* _Soal 1_
Menurut teks tentang kematian Socrates, berapa usia Plato ketika Socrates diadili?

* _Teks Bacaan_

5.      Kematian Socrates
Plato berusia dua puluh delapan tahun ketika Socrates diadili. Plato telah belajar pada Sokrates selama delapan tahun, meski dia telah mengenalnya sebagai sahabat keluarga sejak dia masih kecil. Plato sendiri hadir pada pengadilan itu dan kemudian melakukan pembelaan untuk melawan pernyataan lain yang memusuhi Sokrates.

* _Entri yang Diberikan_
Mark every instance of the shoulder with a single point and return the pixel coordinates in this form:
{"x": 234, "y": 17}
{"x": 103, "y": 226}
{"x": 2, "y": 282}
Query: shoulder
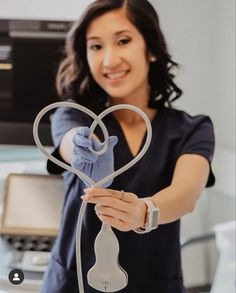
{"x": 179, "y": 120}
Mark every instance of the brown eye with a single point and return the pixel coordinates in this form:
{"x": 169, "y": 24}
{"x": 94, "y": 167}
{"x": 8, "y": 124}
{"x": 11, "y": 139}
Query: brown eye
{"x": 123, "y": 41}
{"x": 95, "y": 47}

...

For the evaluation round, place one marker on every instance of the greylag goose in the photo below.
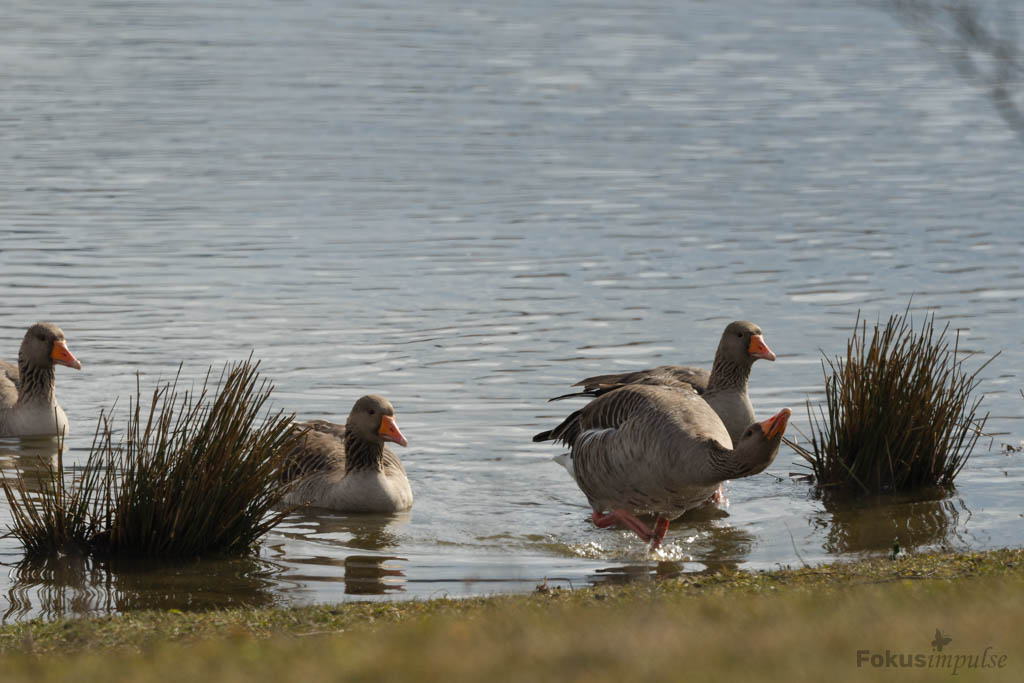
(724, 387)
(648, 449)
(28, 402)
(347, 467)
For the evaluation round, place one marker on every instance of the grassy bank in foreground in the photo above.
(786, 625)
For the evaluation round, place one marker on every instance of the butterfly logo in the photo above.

* _Soal 2_
Saring entri di atas dan salin setiap baris yang memuat kata "above". Huruf besar dan huruf kecil dibedakan.

* _Jawaban Benar 1_
Dua puluh delapan tahun.

* _Jawaban Benar 2_
For the evaluation round, place one marker on every instance of the grassy bank in foreground in the photo above.
For the evaluation round, place one marker on every instance of the butterfly logo in the photo above.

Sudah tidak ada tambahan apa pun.